## Your instructions
The expected answer is the data below, printed verbatim without its pictures.

● ● ●

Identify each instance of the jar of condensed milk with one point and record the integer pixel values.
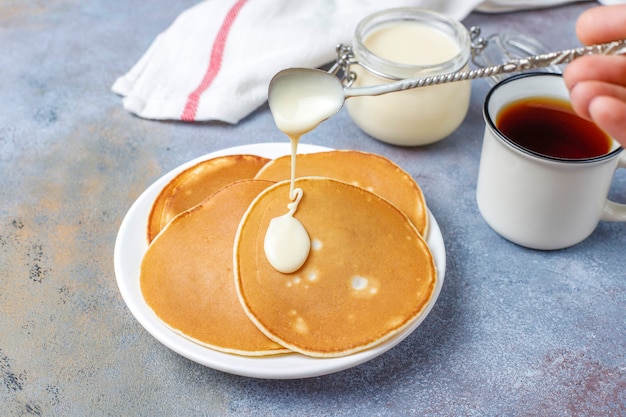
(404, 43)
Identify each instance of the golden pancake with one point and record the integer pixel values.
(373, 172)
(187, 279)
(198, 182)
(368, 276)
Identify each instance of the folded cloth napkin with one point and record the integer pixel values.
(216, 59)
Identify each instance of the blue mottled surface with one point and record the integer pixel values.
(514, 332)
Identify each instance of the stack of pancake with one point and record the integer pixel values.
(368, 277)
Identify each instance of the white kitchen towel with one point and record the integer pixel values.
(216, 59)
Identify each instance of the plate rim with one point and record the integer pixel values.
(286, 366)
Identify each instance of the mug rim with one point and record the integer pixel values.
(492, 125)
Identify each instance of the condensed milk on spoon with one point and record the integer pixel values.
(299, 102)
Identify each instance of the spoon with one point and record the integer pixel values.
(302, 98)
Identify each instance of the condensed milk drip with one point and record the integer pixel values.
(299, 102)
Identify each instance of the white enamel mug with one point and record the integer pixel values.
(535, 200)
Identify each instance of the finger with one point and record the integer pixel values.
(609, 114)
(602, 24)
(610, 69)
(585, 92)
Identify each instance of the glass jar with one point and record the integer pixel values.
(406, 43)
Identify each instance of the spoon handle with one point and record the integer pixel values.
(516, 65)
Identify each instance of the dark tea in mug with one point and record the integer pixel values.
(549, 126)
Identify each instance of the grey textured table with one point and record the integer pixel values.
(514, 332)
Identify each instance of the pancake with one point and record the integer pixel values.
(368, 276)
(373, 172)
(198, 182)
(186, 274)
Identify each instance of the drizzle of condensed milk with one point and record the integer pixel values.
(298, 102)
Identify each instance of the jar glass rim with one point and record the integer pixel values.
(395, 70)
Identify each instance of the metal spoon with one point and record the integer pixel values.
(318, 83)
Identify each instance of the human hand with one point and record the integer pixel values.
(597, 84)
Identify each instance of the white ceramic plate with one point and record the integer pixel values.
(131, 245)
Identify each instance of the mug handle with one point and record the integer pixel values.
(615, 212)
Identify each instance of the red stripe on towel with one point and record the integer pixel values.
(215, 63)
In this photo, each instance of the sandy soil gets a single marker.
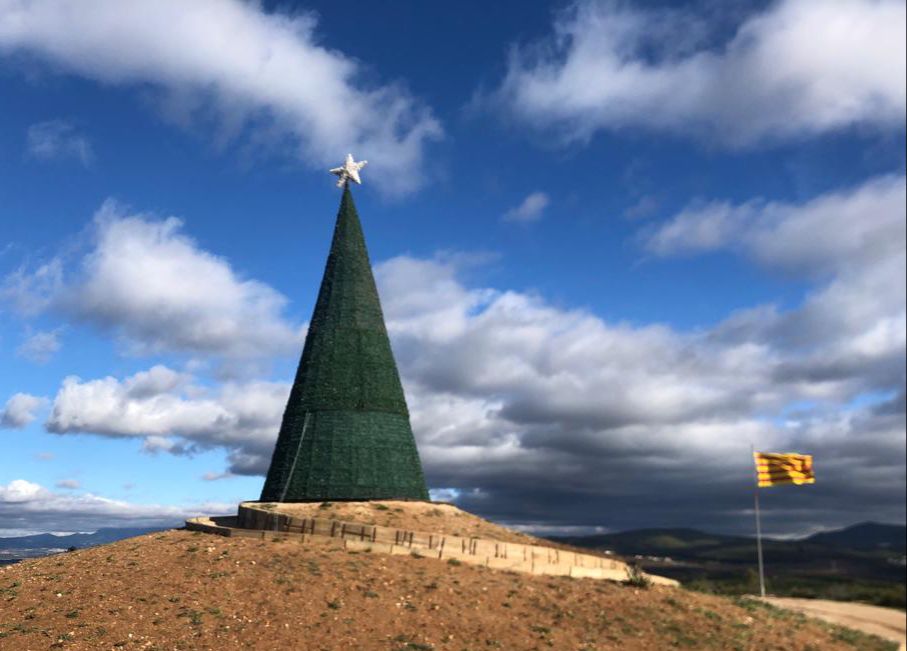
(884, 622)
(184, 590)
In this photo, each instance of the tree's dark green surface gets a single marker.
(345, 433)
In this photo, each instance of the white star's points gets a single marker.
(349, 171)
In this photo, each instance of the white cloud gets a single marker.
(797, 68)
(173, 414)
(240, 63)
(530, 210)
(20, 410)
(190, 300)
(40, 346)
(58, 139)
(27, 505)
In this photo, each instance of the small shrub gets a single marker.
(637, 578)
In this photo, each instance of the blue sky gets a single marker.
(616, 245)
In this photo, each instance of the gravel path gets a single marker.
(884, 622)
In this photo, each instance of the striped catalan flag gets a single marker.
(774, 469)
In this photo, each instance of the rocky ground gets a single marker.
(187, 591)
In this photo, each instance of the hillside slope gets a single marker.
(184, 590)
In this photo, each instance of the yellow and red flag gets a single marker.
(788, 468)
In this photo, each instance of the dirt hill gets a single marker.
(187, 590)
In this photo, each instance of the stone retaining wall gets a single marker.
(533, 559)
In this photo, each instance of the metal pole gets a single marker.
(758, 529)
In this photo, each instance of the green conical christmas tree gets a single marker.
(346, 433)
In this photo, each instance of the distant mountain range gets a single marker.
(863, 562)
(866, 536)
(16, 548)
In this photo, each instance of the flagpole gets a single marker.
(758, 528)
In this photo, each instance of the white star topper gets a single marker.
(349, 170)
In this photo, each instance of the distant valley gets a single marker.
(14, 549)
(864, 562)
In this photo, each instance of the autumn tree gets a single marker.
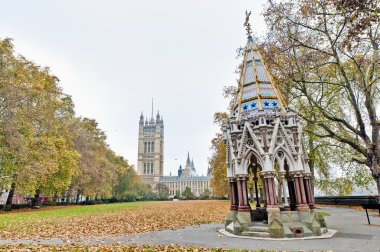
(325, 56)
(187, 194)
(162, 190)
(36, 153)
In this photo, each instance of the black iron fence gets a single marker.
(347, 200)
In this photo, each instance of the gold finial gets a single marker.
(247, 24)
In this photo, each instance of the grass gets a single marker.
(109, 219)
(18, 218)
(323, 214)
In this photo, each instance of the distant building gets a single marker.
(187, 177)
(150, 162)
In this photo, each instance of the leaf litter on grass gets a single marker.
(141, 219)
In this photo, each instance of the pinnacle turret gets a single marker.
(256, 91)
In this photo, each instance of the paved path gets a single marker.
(354, 234)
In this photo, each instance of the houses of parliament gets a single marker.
(150, 161)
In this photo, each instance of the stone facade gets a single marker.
(150, 162)
(265, 143)
(187, 177)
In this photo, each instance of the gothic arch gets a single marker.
(249, 152)
(287, 157)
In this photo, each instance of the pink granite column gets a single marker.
(243, 199)
(233, 194)
(300, 192)
(309, 192)
(270, 190)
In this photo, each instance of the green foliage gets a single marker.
(327, 65)
(206, 194)
(218, 165)
(163, 191)
(44, 148)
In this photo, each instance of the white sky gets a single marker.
(114, 56)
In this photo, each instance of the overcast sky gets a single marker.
(113, 57)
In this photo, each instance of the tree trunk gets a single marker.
(8, 204)
(68, 197)
(36, 200)
(77, 199)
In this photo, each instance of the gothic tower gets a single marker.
(150, 161)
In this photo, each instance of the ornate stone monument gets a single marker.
(265, 145)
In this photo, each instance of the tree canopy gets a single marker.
(45, 149)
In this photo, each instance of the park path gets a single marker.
(354, 234)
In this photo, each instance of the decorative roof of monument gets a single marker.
(257, 90)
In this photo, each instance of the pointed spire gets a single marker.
(257, 90)
(141, 118)
(152, 108)
(188, 158)
(247, 24)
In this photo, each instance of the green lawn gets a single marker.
(17, 218)
(323, 214)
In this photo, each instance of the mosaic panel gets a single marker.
(270, 104)
(249, 56)
(256, 55)
(249, 73)
(249, 106)
(265, 85)
(267, 92)
(249, 92)
(261, 73)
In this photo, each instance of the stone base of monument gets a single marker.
(271, 223)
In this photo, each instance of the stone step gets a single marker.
(258, 229)
(255, 234)
(230, 227)
(259, 223)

● ● ●

## Answer to this exercise
Identify each instance of the jar of condensed milk with one point and record the integer pixel values.
(404, 43)
Identify each instance of the golden pancake with one point and record the integer pixel values.
(373, 172)
(187, 279)
(198, 182)
(368, 276)
Identify each instance of the folded cloth napkin with one point and record the integer pixel values.
(216, 59)
Identify each instance of the blue mottled surface with one point and record the integer pixel values.
(514, 332)
Identify each instance of the stack of pancake with one point and record the integer pixel values.
(368, 277)
Identify each instance of the white kitchen towel with one point and record the integer pixel values.
(216, 59)
Identify each instance of the plate rim with one point and record the integer pixel values.
(286, 366)
Identify each instance of the mug rim with one point and record the integer pixel values.
(492, 125)
Identify each instance of the condensed milk on spoon with one point and record the integer pixel values.
(299, 102)
Identify each instance of the spoon with one point and record the integer pixel values.
(302, 98)
Identify each instance of the condensed milk drip with one point and record the integer pixel values.
(299, 102)
Identify each instance of the white enamel mug with one point and record the integer pixel values.
(535, 200)
Identify each instance of the finger with one point and record the integer pixel values.
(609, 114)
(602, 24)
(610, 69)
(585, 92)
Identify each instance of the glass jar with one point and record the integer pixel values.
(406, 43)
Identify each instance of the spoon handle with one point and record the integer pixel values.
(516, 65)
Identify each instance of the dark tea in mug with one point and record the integer pixel values.
(549, 126)
Identify each instance of the grey textured table with one point and record the integer pixel values.
(514, 332)
Identify each instance of the pancake with one point and record the integer pixel values.
(368, 276)
(373, 172)
(198, 182)
(186, 274)
Identify each instance of the drizzle of condensed milk with one point and record the integer pixel values.
(298, 102)
Identify each instance of the jar glass rim with one point and record the integer pixel values.
(395, 70)
Identify each instance of the metal spoon with one point and record the integer pixel values.
(318, 83)
Identify each instance of the human hand with one point and record the integer pixel values.
(597, 84)
Identify each instance of the white ceramic plate with one point and record the integer pixel values.
(131, 245)
Identify each instance of the mug handle with one point and record the integer pixel values.
(615, 212)
Identify each instance of the red stripe on towel with one point and record the integer pixel values.
(215, 63)
In this photo, each instance of the sandy soil gets a single marker.
(884, 622)
(184, 590)
In this photo, each instance of the tree's dark green surface gets a single marker.
(345, 433)
In this photo, each instance of the white star's points gets a single marker.
(349, 171)
In this photo, each instance of the white cloud gets a single marker.
(797, 68)
(173, 414)
(240, 63)
(530, 210)
(20, 410)
(190, 300)
(40, 346)
(58, 139)
(27, 505)
In this photo, each instance of the small shrub gets a single marker.
(637, 578)
In this photo, each instance of the blue sky gets a single marker.
(616, 245)
In this photo, each instance of the gravel path gets a single marker.
(884, 622)
In this photo, each instance of the striped catalan flag gets a single marker.
(774, 469)
In this photo, each instance of the rocky ground gets a single marker.
(187, 591)
In this photo, each instance of the hillside slope gets a single marker.
(184, 590)
In this photo, each instance of the yellow and red flag gets a single marker.
(788, 468)
In this photo, each instance of the dirt hill gets a single marker.
(187, 590)
In this photo, each instance of the stone retaining wall gets a single marker.
(533, 559)
In this photo, each instance of the metal pole gets a single marker.
(758, 529)
In this photo, each instance of the green conical christmas tree gets a single marker.
(346, 433)
In this photo, each instance of the distant mountain range gets a single marker.
(863, 562)
(866, 536)
(16, 548)
In this photo, each instance of the flagpole gets a single marker.
(758, 528)
In this photo, each instance of the white star topper gets a single marker.
(349, 170)
In this photo, each instance of the distant valley gets a single marker.
(14, 549)
(864, 562)
In this photo, each instance of the autumn tree gets a single marker.
(325, 56)
(187, 194)
(162, 190)
(36, 153)
In this photo, each instance of the black iron fence gets a single marker.
(347, 200)
In this photo, each instance of the gold finial gets a single marker.
(247, 24)
In this photo, each instance of the grass gets a single marker.
(109, 219)
(18, 218)
(323, 214)
In this photo, each instance of the distant building gets a single marker.
(187, 177)
(150, 162)
In this photo, each instance of the leaf litter on grass gets a single marker.
(141, 219)
In this photo, each instance of the pinnacle turret gets a single marker.
(256, 91)
In this photo, each instance of the paved path gets a single marker.
(354, 234)
In this photo, each instance of the houses of parliament gets a single marker.
(150, 161)
In this photo, each instance of the stone facade gets a single marker.
(150, 162)
(265, 143)
(187, 177)
In this photo, each instance of the gothic arch gets a single marker.
(249, 152)
(287, 157)
In this photo, each instance of the pink granite column gets a single marker.
(243, 199)
(233, 194)
(300, 192)
(309, 192)
(270, 190)
In this photo, each instance of the green foliage gets a single marker.
(327, 65)
(206, 194)
(218, 165)
(163, 191)
(44, 148)
In this photo, each instance of the white sky gets a single marker.
(114, 56)
In this photo, each instance of the overcast sky gets a single marker.
(113, 57)
In this photo, each instance of the tree trunk gets a single marker.
(8, 204)
(68, 197)
(36, 200)
(77, 199)
In this photo, each instance of the gothic tower gets a single marker.
(150, 161)
In this photo, each instance of the ornate stone monument gets a single marker.
(265, 145)
In this photo, each instance of the tree canopy gets a single marker.
(45, 149)
In this photo, each instance of the park path gets a single marker.
(354, 234)
In this photo, each instance of the decorative roof of monument gets a single marker.
(257, 90)
In this photo, each instance of the pointed spire gets a single marker.
(257, 90)
(141, 118)
(152, 108)
(188, 158)
(247, 24)
In this photo, each instance of the green lawn gets a single marker.
(17, 218)
(323, 214)
In this photo, each instance of the mosaic panel gets a single marker.
(270, 104)
(249, 56)
(256, 55)
(249, 73)
(249, 106)
(265, 85)
(267, 92)
(249, 92)
(261, 73)
In this photo, each instance of the stone base of monument gets a single marker.
(271, 223)
In this photo, each instance of the stone step gets a single marker.
(258, 229)
(255, 234)
(230, 227)
(259, 223)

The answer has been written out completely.